TO DO.
Quote all of the material below word for word, leaving out the pictures.

Dataset records on object locations:
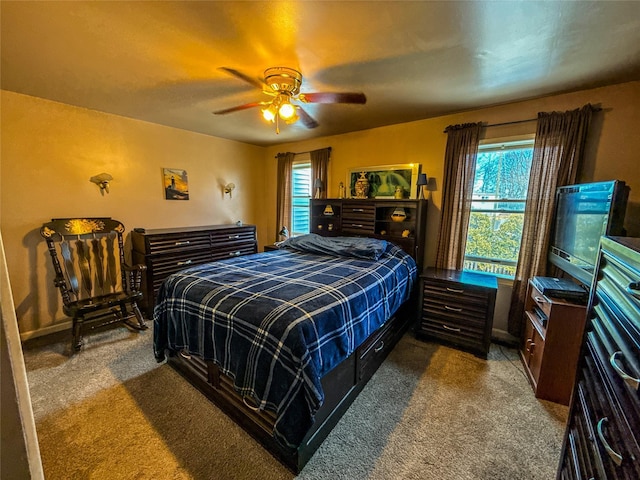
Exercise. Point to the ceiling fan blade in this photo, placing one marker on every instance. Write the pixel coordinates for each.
(307, 119)
(256, 82)
(240, 107)
(326, 97)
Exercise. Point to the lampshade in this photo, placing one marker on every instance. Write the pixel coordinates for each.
(422, 181)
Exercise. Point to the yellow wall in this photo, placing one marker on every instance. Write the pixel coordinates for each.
(49, 151)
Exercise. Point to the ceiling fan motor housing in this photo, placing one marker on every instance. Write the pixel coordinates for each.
(283, 80)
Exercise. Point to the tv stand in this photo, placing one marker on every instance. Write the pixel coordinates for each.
(551, 346)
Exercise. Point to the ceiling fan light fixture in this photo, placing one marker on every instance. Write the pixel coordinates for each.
(287, 111)
(269, 113)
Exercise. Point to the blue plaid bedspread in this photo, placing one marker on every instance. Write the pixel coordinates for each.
(277, 322)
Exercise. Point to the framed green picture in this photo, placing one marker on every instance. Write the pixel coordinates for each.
(384, 181)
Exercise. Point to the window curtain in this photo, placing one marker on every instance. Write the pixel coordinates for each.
(557, 155)
(283, 212)
(319, 168)
(459, 172)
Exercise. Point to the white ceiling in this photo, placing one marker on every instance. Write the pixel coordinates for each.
(158, 61)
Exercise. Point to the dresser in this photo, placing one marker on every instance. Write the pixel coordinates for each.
(396, 220)
(603, 432)
(553, 330)
(168, 250)
(457, 308)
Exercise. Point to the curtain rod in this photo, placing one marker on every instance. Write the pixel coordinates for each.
(595, 109)
(308, 151)
(510, 123)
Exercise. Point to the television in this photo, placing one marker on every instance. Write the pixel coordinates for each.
(583, 214)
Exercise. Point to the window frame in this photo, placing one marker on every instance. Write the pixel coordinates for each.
(301, 161)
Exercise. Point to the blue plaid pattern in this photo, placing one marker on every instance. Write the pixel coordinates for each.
(277, 322)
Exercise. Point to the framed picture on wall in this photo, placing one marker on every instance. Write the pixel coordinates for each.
(384, 181)
(176, 184)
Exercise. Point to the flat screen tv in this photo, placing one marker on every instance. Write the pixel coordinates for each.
(583, 214)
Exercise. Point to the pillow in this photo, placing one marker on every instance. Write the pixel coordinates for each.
(358, 247)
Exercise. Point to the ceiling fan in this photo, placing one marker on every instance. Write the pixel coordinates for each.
(283, 84)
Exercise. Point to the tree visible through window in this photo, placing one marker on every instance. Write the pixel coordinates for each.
(300, 195)
(497, 208)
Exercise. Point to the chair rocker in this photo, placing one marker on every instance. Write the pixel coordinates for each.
(97, 286)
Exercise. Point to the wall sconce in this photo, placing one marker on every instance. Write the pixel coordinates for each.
(228, 188)
(102, 180)
(318, 186)
(422, 182)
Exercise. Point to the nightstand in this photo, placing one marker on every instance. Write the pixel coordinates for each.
(457, 308)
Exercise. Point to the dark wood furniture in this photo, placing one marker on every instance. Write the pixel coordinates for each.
(457, 308)
(168, 250)
(603, 432)
(97, 286)
(372, 218)
(551, 344)
(341, 385)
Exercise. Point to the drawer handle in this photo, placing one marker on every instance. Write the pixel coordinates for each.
(615, 456)
(251, 407)
(628, 379)
(455, 290)
(447, 327)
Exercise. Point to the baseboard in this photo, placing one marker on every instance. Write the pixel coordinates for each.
(41, 332)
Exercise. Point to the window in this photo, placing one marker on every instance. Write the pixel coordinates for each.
(300, 195)
(497, 208)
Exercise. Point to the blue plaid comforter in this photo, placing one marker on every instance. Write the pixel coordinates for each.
(277, 322)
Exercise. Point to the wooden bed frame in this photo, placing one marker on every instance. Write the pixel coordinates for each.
(341, 385)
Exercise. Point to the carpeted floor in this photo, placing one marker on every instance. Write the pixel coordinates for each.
(430, 412)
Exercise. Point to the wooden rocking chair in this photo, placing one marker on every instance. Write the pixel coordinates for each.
(97, 286)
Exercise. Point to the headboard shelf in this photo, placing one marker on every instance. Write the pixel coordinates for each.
(402, 222)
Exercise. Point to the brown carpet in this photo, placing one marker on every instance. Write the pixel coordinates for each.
(430, 412)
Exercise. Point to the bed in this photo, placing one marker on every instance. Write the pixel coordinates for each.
(284, 341)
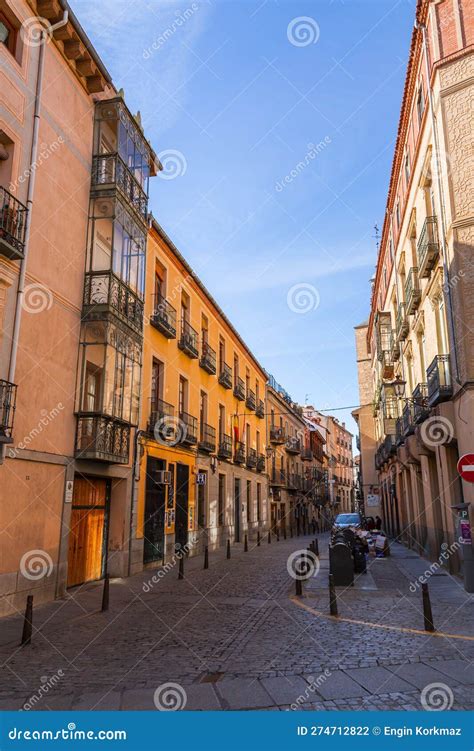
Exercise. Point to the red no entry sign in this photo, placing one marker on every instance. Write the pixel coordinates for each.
(466, 467)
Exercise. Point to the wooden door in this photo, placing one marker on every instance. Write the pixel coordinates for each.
(88, 529)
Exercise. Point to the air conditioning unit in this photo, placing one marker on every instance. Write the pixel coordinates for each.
(162, 477)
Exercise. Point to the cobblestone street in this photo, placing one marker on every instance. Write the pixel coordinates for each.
(235, 637)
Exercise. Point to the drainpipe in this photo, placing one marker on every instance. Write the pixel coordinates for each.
(29, 202)
(444, 252)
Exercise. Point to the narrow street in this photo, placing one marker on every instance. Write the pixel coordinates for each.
(235, 637)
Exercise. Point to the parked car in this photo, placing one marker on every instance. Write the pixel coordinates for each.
(343, 521)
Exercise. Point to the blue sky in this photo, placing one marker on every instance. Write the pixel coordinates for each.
(276, 122)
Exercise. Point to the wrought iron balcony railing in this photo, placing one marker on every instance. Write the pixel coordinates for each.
(7, 410)
(277, 434)
(187, 429)
(207, 438)
(12, 226)
(207, 360)
(438, 376)
(250, 400)
(260, 408)
(403, 325)
(239, 389)
(251, 460)
(421, 408)
(261, 463)
(224, 449)
(109, 171)
(293, 445)
(239, 452)
(188, 340)
(428, 246)
(106, 295)
(163, 317)
(161, 422)
(412, 291)
(278, 478)
(102, 438)
(225, 376)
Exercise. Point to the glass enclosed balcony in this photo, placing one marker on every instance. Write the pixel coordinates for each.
(12, 226)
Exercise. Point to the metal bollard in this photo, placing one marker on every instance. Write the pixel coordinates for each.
(427, 614)
(105, 593)
(28, 622)
(332, 597)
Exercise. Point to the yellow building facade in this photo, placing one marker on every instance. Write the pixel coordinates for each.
(200, 469)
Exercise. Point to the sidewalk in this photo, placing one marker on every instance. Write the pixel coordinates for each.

RESPONSE TO THE TASK.
Exercise. Point to the ceiling fan blade in this photo, placing one marker on every instance. Write the pixel coordinates for each.
(307, 119)
(256, 82)
(240, 107)
(326, 97)
Exercise. Point to the lampshade in this photo, placing one marker on every instance. Write the pixel coordinates for each.
(422, 181)
Exercise. Point to the yellow wall in this photo, placing one marker on every instance. Write the pixel coordinates for each.
(49, 151)
Exercise. Point to the ceiling fan motor housing in this photo, placing one marker on every instance. Write the pixel coordinates for each.
(283, 80)
Exercise. Point to the tv stand in this photo, placing one marker on every instance. Write the pixel coordinates for each.
(551, 346)
Exercise. Point to the ceiling fan light fixture in this photo, placing one marker on every instance. Write the pixel coordinates for each.
(287, 111)
(269, 113)
Exercise. Point to the blue plaid bedspread in this photo, placing one marker on every instance. Write the pixel coordinates for each.
(277, 322)
Exercise. Point to the framed green picture in this photo, placing one marker on every instance. Write the pixel coordinates for each.
(384, 181)
Exercise. Point to the window curtain in this photo, placing one marker on every instance. Write the pixel coordinates for each.
(557, 155)
(283, 212)
(319, 168)
(459, 172)
Exercise. Point to the white ceiling in this photo, placing one marker on every instance. Write the pixel coordinates for each.
(158, 61)
Exercise. Point to the dresser in this photo, placing one marker on every instance. Write the pixel coordinates for each.
(396, 220)
(603, 432)
(553, 330)
(168, 250)
(457, 308)
Exercise. Point to the curtain rod in this photo, placing one marker on every instance. Write the pixel coordinates for each.
(595, 109)
(308, 151)
(510, 123)
Exercise. Point to the television in this photo, placing one marker on every instance. Write the pixel coordinates for each.
(583, 214)
Exercise. Point to the window frame in this photo, placing one marker on every instance. Write the pixel coordinates for each.
(301, 161)
Exercise. Point to the blue plaid pattern in this photo, placing one marker on every instance. Write the pixel coordinates for each.
(277, 322)
Exercise. Point to the framed picture on wall in this photo, placing one marker on every instance. Write the pixel coordinates for each.
(384, 181)
(176, 184)
Exercise. Point to the flat screen tv in this photo, placing one marker on every instance. Write the pixel coordinates for each.
(583, 214)
Exercise. Point to the pillow in this photo, placing one marker on every instance. Write the pixel coordinates for each.
(358, 247)
Exercise. Point to the ceiling fan in this photo, placing one marker on every instance. Write the pixel coordinates for each.
(283, 84)
Exercise. Point to the tree visible through window in this photo, placing one marker on every instance. Write the pixel coordinates for each.
(300, 195)
(497, 208)
Exercise. Point to the chair rocker in this photo, placing one marker on every instance. Write the pixel coordinates for each.
(97, 286)
Exercise. Point to the wall sconce in this photo, placing one marker on every instance. Write the pixel coordinates for each.
(228, 188)
(102, 180)
(318, 186)
(422, 182)
Exercise. Point to the nightstand in this photo, placing one marker on every instance. Write the pixel coordinates for each.
(457, 308)
Exercise. Point to the dark wood furniture in this photo, placing one marker on every instance. Write the pixel coordinates for each.
(457, 308)
(168, 250)
(603, 432)
(97, 286)
(372, 218)
(551, 344)
(341, 385)
Exercise. Point to the drawer handle in this photo, placing one marker on every instance. Write the pixel coordinates for each.
(615, 456)
(251, 407)
(628, 379)
(455, 290)
(447, 327)
Exercise. Point to the baseboard in this photo, placing one marker on every instance. Write the pixel coordinates for each.
(41, 332)
Exercise. Point to the window in this photo, placing one marker on every instance. Write the pixel coordinates for each.
(300, 195)
(497, 208)
Exercise. Point to the blue plaid comforter in this photo, placing one marker on every instance. Write the pixel coordinates for each.
(277, 322)
Exercise. Point to the wooden bed frame in this photo, placing one marker on every instance. Write the pixel coordinates for each.
(341, 385)
Exercise. Point to the carpeted floor in this photo, placing one marker on every instance. Write the pixel coordinates for each.
(430, 412)
Exercise. Point to the wooden rocking chair in this photo, placing one marker on every instance. Write the pixel coordinates for each.
(97, 286)
Exercise. Point to the headboard shelf in this photo, placing one marker on every instance. Write the pixel coordinates for each.
(402, 222)
Exercise. Point to the brown carpet in this photo, placing one marker on every instance. Write the pixel coordinates for each.
(430, 412)
Exercise. Point to the bed in this photo, placing one marker on every instance. Write the pixel coordinates for each.
(284, 341)
Exercise. Point to the red no entry sign in this photo, placing one marker on every instance. Write the pixel coordinates for each.
(466, 467)
Exercise. Point to the wooden door in this photo, placing one marker on every instance. Write the pixel coordinates for each.
(88, 529)
Exercise. Point to the air conditioning unit in this photo, placing one marker on every instance. Write the pixel coordinates for each.
(162, 477)
Exercise. Point to the cobblestone street in this photo, placing one marker on every instance. Write the pixel coordinates for each.
(235, 637)
Exercise. Point to the drainpipe in this photo, placing one marker on every instance. Write the pixel coordinates for each.
(29, 202)
(444, 252)
Exercise. Point to the narrow street in this photo, placing one marker on every instance. Write the pixel coordinates for each.
(235, 637)
Exercise. Point to the parked car in this photo, placing one marker on every instance. Write the pixel coordinates for each.
(343, 521)
Exercise. Point to the blue sky in this photo, placing one marker on every instance. Write the pixel coordinates for each.
(276, 122)
Exercise. Point to the wrought iron balcony railing in this photo, placing one marker on every instance. Write the pixel coordinates for each.
(7, 410)
(277, 434)
(187, 429)
(207, 438)
(12, 226)
(207, 360)
(438, 376)
(250, 400)
(260, 408)
(403, 325)
(239, 389)
(251, 460)
(421, 408)
(261, 463)
(224, 449)
(109, 171)
(293, 445)
(239, 452)
(188, 340)
(428, 246)
(106, 295)
(163, 317)
(161, 422)
(412, 291)
(278, 478)
(102, 438)
(225, 376)
Exercise. Point to the glass enclosed balcony in this photo, placing one marker on every instance. Write the pixel coordinates for each.
(12, 226)
Exercise. Point to the metal bollard in this photo, placing one marker on every instance. Write the pixel coordinates for each.
(427, 614)
(105, 593)
(28, 622)
(332, 597)
Exercise. Point to the yellow building facade in this photo, placing one marker on every instance. Write the pixel coordinates for each.
(200, 469)
Exercise. Point to the sidewalk in this photo, placing one marker on every instance. Write the pixel coordinates for each.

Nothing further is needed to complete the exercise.